▶ **What the exercise asks**: Please present the data below as a Markdown table with the columns Row and Line, starting with the line that contains "Where can you find the screened" and going on through the line that contains "point(256, 163)". Number each row in the Row column and leave out any blank lines.

>>>

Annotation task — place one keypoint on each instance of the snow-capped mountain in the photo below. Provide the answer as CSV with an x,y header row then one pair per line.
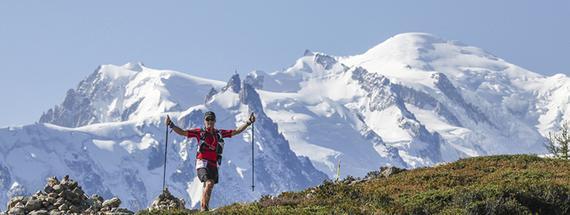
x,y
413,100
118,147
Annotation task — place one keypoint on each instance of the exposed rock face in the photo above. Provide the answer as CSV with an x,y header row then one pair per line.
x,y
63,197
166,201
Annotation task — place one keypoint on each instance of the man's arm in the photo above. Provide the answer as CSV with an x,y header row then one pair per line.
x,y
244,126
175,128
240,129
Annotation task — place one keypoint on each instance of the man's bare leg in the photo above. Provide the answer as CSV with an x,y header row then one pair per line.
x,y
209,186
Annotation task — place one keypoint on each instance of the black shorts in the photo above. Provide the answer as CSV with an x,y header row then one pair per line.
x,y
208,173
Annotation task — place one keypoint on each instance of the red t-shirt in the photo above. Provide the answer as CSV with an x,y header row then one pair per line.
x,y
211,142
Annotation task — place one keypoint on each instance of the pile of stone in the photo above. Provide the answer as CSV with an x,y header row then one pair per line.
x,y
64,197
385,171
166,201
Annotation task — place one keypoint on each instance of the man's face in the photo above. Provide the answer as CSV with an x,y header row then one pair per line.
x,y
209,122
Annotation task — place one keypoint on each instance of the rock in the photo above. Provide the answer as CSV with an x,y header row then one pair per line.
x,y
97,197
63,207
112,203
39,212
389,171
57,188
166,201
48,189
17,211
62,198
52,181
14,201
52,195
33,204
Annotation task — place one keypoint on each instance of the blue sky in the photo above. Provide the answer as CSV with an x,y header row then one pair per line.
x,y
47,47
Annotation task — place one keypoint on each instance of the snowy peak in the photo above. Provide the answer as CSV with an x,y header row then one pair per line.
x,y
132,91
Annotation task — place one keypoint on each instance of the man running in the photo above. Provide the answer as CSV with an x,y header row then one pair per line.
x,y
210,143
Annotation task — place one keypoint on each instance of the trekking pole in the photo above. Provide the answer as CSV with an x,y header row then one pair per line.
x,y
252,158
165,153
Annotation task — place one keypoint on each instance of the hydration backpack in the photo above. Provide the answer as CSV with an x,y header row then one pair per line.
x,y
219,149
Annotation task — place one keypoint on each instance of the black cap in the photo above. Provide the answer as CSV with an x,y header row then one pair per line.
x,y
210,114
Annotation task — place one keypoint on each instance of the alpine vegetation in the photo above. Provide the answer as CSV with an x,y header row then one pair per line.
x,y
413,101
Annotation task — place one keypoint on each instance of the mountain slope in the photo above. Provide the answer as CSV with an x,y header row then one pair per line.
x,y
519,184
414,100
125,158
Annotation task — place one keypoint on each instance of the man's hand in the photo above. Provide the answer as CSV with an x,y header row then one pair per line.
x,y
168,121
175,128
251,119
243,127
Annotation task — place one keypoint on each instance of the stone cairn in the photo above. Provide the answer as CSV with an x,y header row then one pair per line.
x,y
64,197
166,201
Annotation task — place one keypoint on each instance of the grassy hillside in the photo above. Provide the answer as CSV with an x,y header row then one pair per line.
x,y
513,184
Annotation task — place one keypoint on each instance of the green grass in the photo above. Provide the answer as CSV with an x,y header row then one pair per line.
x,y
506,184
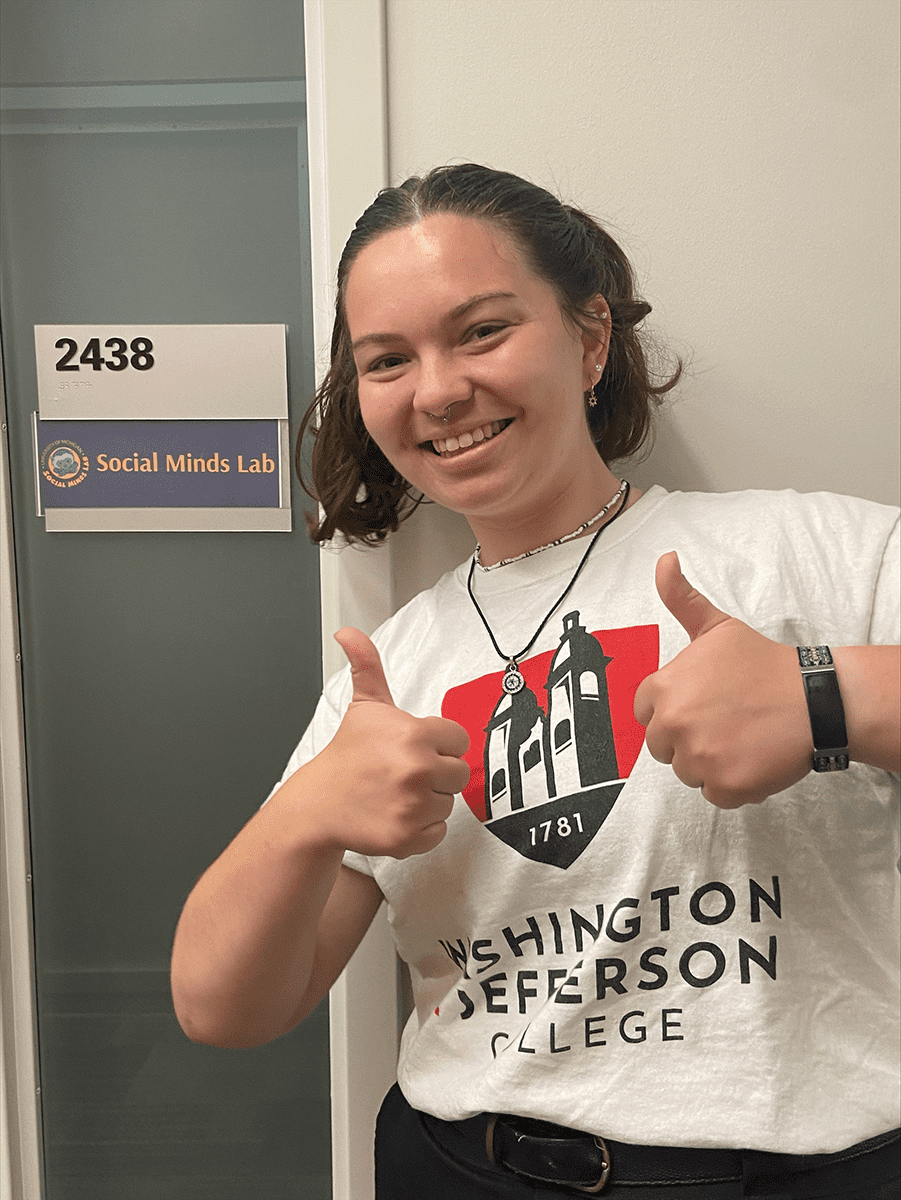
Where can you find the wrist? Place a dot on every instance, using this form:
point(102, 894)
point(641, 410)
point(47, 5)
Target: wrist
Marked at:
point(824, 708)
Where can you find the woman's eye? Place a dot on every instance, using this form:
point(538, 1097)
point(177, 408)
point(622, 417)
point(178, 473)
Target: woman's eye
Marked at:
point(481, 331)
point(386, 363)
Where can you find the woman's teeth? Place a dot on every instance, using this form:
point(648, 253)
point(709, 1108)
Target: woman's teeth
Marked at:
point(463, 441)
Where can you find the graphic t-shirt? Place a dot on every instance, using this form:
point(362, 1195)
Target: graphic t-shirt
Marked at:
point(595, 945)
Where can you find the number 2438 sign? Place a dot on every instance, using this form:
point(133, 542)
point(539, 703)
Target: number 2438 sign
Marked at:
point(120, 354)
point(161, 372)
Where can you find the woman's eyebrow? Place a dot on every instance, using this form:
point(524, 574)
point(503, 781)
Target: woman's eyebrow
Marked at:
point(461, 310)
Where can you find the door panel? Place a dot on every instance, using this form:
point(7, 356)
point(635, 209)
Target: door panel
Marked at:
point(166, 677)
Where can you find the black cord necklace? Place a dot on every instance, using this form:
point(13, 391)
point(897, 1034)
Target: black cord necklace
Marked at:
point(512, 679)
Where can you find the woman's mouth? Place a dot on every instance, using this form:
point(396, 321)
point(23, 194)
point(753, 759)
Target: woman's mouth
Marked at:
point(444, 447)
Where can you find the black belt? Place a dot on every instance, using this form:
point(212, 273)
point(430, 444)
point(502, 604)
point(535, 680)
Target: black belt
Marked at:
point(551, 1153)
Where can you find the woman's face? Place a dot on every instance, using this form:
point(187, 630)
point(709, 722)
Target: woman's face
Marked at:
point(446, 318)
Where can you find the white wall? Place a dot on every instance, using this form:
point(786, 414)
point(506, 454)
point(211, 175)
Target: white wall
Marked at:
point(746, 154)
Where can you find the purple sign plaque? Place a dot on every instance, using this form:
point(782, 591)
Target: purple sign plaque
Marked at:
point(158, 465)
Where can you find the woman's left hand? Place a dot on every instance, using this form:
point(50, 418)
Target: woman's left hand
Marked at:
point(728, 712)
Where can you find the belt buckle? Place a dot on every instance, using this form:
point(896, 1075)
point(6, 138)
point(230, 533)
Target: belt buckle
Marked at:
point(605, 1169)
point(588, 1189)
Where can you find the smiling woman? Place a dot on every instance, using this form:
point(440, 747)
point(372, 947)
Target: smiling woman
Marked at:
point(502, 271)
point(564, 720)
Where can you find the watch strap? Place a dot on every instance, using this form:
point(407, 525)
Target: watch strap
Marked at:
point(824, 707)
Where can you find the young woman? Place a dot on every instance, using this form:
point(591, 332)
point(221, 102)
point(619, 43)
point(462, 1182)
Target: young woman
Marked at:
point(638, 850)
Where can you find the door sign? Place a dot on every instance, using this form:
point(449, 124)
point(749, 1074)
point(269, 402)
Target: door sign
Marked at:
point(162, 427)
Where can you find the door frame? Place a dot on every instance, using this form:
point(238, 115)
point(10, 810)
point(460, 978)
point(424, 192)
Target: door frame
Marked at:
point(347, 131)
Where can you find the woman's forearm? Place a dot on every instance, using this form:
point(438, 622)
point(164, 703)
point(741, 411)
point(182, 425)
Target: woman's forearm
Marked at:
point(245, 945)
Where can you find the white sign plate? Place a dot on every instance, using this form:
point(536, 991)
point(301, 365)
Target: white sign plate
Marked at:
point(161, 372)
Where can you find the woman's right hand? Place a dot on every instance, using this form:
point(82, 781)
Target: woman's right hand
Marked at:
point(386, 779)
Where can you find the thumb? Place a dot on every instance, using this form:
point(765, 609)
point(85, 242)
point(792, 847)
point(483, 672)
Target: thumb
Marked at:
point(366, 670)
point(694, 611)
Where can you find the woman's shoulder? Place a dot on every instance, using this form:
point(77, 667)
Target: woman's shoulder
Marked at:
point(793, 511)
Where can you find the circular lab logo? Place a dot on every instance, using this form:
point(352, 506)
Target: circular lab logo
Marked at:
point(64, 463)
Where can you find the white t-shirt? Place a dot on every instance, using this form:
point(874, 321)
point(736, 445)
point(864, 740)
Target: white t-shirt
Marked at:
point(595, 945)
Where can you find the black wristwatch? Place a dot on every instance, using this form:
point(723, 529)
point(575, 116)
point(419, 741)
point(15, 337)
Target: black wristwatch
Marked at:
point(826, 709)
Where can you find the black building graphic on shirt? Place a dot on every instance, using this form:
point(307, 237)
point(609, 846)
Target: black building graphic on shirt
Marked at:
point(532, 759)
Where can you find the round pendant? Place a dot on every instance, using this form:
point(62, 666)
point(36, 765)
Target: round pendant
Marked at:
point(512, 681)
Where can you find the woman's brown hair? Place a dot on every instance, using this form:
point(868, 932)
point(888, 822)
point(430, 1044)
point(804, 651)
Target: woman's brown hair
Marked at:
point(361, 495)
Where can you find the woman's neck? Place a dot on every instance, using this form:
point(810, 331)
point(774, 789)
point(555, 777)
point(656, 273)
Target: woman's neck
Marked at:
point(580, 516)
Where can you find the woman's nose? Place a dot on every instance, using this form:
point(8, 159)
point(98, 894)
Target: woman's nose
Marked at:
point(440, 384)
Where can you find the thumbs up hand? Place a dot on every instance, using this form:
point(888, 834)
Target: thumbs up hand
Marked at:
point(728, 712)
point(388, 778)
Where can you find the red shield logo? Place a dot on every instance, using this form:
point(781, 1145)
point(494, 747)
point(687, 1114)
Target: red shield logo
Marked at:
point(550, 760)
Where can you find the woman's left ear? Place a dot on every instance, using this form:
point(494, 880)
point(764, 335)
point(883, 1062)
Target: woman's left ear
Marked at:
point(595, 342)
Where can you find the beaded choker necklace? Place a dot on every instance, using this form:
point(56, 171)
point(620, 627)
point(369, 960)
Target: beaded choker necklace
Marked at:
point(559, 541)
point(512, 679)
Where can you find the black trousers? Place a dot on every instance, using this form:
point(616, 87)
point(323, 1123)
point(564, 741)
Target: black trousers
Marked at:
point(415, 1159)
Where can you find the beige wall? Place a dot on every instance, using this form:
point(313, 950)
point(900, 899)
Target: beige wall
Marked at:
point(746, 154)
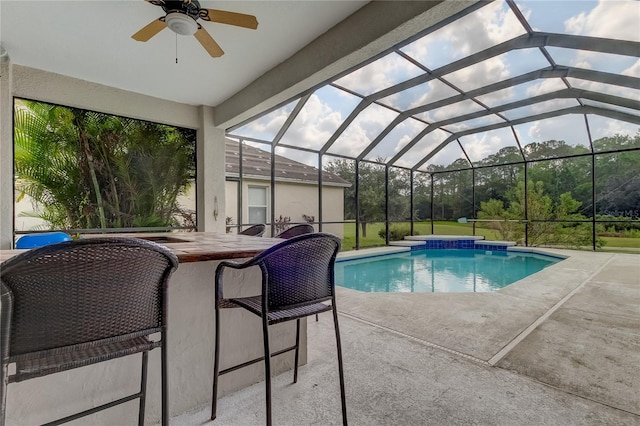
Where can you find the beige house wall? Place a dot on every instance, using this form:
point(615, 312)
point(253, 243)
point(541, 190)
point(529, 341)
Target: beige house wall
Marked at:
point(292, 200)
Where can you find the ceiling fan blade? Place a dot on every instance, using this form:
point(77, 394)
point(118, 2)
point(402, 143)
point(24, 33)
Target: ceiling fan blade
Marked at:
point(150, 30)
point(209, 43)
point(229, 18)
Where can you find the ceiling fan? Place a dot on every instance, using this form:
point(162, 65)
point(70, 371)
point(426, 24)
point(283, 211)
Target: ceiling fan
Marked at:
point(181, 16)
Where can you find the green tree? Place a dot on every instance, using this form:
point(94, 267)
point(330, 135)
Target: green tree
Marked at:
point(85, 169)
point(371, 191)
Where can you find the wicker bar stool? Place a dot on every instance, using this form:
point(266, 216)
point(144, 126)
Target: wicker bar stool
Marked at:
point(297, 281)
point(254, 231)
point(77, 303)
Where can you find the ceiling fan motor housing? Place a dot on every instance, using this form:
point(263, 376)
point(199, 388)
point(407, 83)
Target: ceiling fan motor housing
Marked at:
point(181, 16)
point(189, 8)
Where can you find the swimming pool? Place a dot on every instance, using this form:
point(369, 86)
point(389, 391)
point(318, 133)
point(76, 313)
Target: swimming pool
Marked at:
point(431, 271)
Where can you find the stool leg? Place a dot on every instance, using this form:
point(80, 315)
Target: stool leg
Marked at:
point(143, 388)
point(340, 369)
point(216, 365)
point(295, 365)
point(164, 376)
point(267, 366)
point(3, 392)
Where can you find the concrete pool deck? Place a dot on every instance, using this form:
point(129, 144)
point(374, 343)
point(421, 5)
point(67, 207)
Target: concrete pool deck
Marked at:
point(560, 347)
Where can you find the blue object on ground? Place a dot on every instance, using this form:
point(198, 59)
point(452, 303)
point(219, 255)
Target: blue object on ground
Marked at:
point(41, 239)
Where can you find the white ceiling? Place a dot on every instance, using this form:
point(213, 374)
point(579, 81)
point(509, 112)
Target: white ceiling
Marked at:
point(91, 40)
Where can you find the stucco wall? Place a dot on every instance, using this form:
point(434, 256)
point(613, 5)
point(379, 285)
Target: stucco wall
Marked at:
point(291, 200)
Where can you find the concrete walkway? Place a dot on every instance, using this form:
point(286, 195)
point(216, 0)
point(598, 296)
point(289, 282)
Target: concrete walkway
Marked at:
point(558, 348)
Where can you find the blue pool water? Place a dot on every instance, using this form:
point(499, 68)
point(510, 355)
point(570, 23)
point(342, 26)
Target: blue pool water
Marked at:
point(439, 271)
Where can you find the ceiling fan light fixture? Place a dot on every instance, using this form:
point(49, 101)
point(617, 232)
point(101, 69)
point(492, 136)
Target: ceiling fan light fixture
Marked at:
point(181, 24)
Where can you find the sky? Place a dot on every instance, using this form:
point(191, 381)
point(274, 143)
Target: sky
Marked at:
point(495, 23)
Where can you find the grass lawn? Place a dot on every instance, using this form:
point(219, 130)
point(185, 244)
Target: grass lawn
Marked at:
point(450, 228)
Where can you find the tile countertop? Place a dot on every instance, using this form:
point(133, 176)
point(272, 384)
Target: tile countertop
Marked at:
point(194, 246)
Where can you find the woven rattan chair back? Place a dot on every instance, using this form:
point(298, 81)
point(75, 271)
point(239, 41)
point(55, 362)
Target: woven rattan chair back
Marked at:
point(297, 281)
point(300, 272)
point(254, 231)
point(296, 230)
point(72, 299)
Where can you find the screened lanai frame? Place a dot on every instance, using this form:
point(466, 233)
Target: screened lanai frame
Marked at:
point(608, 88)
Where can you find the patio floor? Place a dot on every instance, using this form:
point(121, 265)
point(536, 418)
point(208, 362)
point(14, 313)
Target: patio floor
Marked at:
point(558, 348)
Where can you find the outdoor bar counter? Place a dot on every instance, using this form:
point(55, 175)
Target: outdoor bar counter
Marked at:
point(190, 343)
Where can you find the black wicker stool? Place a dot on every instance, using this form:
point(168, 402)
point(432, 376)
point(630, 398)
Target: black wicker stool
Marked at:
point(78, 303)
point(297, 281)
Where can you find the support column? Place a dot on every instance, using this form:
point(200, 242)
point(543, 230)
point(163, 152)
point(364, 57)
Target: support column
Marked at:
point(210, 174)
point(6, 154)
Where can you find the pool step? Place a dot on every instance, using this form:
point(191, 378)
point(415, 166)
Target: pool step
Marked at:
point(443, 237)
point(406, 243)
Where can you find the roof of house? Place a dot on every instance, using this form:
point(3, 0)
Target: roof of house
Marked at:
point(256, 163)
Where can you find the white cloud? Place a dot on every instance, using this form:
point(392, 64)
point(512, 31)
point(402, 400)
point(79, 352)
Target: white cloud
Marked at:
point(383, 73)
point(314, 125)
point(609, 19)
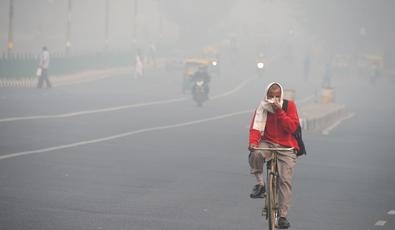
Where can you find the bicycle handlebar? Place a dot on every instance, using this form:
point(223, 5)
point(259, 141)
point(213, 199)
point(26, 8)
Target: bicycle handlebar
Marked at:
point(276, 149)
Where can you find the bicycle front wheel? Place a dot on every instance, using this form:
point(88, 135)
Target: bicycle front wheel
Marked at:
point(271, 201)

<<<

▶ **Output of the task**:
| Row | Line |
|---|---|
| 1 | Where can you find the screened lanai frame? Place a dot on every instance, using this form: |
| 2 | point(466, 233) |
| 3 | Target: screened lanai frame |
| 4 | Marked at: |
| 5 | point(608, 88) |
| 6 | Where can you find the patio floor? Place a dot on every instance, using this form: |
| 7 | point(121, 265) |
| 8 | point(536, 418) |
| 9 | point(208, 362) |
| 10 | point(14, 313) |
| 11 | Target: patio floor |
| 12 | Marked at: |
| 13 | point(558, 348) |
| 14 | Where can you find the outdoor bar counter? Place a dot on every instance, using this form: |
| 15 | point(55, 175) |
| 16 | Target: outdoor bar counter |
| 17 | Marked at: |
| 18 | point(190, 343) |
| 19 | Where can you find the black wicker stool? Place a dot on every instance, using this form: |
| 20 | point(168, 402) |
| 21 | point(432, 376) |
| 22 | point(630, 398) |
| 23 | Target: black wicker stool |
| 24 | Marked at: |
| 25 | point(78, 303) |
| 26 | point(297, 281) |
| 27 | Where can you find the support column? Place a dot on every instance, using this form: |
| 28 | point(200, 242) |
| 29 | point(543, 230) |
| 30 | point(163, 152) |
| 31 | point(364, 57) |
| 32 | Target: support column |
| 33 | Marked at: |
| 34 | point(210, 174) |
| 35 | point(6, 154) |
| 36 | Where can you find the pool step? Place a dot on every instance, using this form: |
| 37 | point(191, 378) |
| 38 | point(415, 166) |
| 39 | Target: pool step |
| 40 | Marked at: |
| 41 | point(443, 237) |
| 42 | point(406, 243) |
| 43 | Where can you find the roof of house? Place a dot on every instance, using this form: |
| 44 | point(3, 0) |
| 45 | Target: roof of house |
| 46 | Marked at: |
| 47 | point(256, 163) |